#### Questions on the material:
A – Please return the passage from the text on Frankie & Benny's, copied word for word. Begin at the words that contain "Frankie & Benny's" and stop after "traditional Italian dishes.".
B – List every year mentioned in the text on Frankie & Benny's, in the order they appear.

#### Excerpt to read:
Frankie & Benny's (now trading as Frankie's) is a chain of Italian-American-themed restaurants in the United Kingdom run by The Restaurant Group. , it had 90 outlets nationwide.

History

In 1924, at the age of 10, Frankie Giuliani left Sicily with his parents and moved to Little Italy in New York City. Within a year of moving, the family had opened a restaurant, everybody helping with the building and the cooking in equal measure. Frankie went to the nearby high school and became lifelong friends with Benny, already a third-generation American. The restaurant was taken over by Frankie and Benny in 1953. It combines popular American food with traditional Italian dishes.

In 2016, 33 under-performing restaurants were disposed of. Then, In January 2017, The Restaurant Group attempted to reinvent the brand. In 2019, another 18 branches were disposed of and, in February 2020, The Restaurant Group announced that further disposals were planned to take place by the end of 2021.

#### Information shown:
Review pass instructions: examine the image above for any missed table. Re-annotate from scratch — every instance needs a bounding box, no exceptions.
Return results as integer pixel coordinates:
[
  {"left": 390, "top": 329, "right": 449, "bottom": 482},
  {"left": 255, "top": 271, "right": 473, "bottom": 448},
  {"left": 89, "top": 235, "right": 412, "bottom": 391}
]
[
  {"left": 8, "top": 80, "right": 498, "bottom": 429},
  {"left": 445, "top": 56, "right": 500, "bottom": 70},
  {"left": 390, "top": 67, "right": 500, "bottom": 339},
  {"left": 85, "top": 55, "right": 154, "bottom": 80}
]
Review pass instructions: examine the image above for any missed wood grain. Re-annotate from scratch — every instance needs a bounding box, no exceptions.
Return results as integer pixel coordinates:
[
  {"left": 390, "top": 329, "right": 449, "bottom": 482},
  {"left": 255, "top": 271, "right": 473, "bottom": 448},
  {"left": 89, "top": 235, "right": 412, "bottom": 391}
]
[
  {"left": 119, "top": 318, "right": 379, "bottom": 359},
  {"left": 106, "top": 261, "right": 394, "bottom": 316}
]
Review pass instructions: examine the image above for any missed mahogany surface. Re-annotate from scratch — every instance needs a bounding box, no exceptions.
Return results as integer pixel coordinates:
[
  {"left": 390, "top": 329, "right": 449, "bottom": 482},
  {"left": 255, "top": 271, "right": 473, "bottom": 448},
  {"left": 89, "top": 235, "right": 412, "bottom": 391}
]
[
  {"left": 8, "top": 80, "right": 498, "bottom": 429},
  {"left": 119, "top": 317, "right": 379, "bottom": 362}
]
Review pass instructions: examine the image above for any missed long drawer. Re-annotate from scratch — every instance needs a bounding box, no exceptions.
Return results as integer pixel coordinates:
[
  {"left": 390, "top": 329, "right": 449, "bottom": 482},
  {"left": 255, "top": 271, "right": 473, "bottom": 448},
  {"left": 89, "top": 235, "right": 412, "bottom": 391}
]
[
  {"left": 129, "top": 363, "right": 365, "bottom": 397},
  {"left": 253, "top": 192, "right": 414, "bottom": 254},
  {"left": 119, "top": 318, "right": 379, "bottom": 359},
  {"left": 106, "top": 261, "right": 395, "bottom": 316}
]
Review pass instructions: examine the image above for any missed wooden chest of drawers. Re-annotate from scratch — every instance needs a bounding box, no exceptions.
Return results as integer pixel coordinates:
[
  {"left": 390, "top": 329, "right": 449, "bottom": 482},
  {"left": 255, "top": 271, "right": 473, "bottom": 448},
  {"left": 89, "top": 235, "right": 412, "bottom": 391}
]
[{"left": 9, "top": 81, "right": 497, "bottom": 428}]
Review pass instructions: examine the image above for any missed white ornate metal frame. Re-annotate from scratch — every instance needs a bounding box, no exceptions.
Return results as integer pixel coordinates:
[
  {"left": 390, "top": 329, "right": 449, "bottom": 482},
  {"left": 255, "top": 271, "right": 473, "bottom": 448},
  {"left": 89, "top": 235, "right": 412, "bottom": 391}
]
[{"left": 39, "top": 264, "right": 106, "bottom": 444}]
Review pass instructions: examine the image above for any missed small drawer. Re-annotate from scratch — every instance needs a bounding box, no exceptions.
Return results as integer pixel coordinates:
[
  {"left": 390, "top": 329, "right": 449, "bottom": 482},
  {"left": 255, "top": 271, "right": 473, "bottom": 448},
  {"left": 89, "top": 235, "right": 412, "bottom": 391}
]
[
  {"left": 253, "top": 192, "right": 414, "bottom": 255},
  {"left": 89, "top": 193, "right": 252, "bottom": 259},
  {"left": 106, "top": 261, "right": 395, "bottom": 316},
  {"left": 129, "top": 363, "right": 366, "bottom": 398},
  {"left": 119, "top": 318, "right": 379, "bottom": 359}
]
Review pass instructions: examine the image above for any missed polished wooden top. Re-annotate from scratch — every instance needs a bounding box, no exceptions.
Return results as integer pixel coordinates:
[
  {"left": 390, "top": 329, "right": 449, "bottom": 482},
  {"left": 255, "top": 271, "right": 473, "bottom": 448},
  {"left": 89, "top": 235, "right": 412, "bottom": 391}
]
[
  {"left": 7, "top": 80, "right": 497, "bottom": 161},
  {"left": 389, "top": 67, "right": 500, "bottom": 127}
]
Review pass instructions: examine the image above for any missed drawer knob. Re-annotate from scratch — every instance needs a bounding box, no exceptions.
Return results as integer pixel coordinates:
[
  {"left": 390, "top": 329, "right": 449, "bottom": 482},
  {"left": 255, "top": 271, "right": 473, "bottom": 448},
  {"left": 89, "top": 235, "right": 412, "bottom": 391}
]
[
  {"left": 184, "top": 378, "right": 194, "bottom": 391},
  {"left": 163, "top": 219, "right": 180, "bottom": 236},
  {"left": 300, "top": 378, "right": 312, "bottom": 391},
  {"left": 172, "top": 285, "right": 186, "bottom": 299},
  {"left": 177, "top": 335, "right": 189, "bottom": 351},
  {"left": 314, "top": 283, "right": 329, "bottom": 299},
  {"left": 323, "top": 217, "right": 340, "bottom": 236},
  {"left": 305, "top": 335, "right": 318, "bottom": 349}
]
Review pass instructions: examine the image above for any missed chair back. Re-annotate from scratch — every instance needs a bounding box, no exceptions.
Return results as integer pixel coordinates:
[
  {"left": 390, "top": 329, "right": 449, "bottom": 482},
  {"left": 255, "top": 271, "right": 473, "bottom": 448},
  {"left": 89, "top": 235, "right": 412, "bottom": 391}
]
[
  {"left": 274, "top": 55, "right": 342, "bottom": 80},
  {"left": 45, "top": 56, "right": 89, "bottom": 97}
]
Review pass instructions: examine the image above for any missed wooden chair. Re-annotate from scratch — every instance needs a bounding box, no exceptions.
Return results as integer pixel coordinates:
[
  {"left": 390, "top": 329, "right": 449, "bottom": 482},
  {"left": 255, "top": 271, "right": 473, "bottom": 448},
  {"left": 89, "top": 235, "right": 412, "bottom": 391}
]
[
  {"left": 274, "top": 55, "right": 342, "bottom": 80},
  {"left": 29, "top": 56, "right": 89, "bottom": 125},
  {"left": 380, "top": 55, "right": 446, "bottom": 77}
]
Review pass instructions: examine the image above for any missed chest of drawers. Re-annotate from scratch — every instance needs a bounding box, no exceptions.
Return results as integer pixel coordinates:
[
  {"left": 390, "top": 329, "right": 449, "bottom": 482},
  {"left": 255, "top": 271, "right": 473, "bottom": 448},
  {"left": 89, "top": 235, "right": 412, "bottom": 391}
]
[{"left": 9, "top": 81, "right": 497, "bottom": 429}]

#### Solutions to the problems:
A –
Frankie & Benny's (now trading as Frankie's) is a chain of Italian-American-themed restaurants in the United Kingdom run by The Restaurant Group. , it had 90 outlets nationwide.

History

In 1924, at the age of 10, Frankie Giuliani left Sicily with his parents and moved to Little Italy in New York City. Within a year of moving, the family had opened a restaurant, everybody helping with the building and the cooking in equal measure. Frankie went to the nearby high school and became lifelong friends with Benny, already a third-generation American. The restaurant was taken over by Frankie and Benny in 1953. It combines popular American food with traditional Italian dishes.

B – 1924, 1953, 2016, 2017, 2019, 2020, 2021